» **TASK**: Give the number of lines in these entries that contain the string "below", with no further comment.

(Dataset entries)
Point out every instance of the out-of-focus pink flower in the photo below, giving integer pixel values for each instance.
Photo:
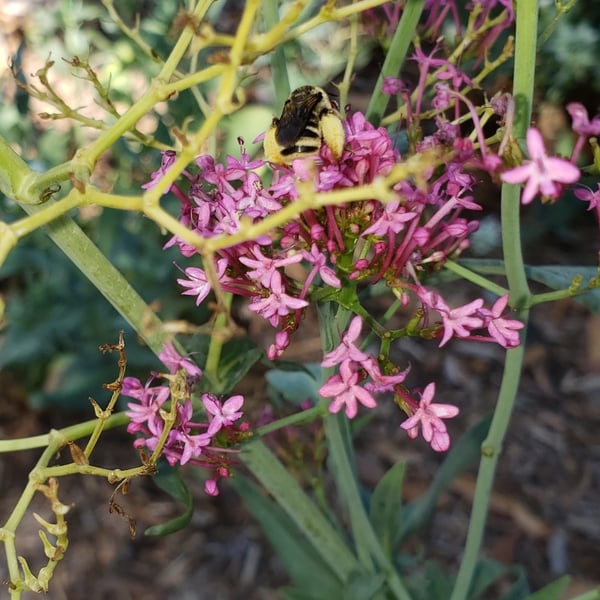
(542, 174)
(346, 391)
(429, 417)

==

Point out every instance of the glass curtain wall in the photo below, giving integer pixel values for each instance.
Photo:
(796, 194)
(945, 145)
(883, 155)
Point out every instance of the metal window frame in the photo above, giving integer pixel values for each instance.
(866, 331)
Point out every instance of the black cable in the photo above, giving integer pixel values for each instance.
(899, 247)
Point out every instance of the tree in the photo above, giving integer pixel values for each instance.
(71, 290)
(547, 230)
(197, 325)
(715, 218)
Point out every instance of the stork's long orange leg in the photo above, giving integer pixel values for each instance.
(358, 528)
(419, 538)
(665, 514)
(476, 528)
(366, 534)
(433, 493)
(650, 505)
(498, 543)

» **RESULT**: 2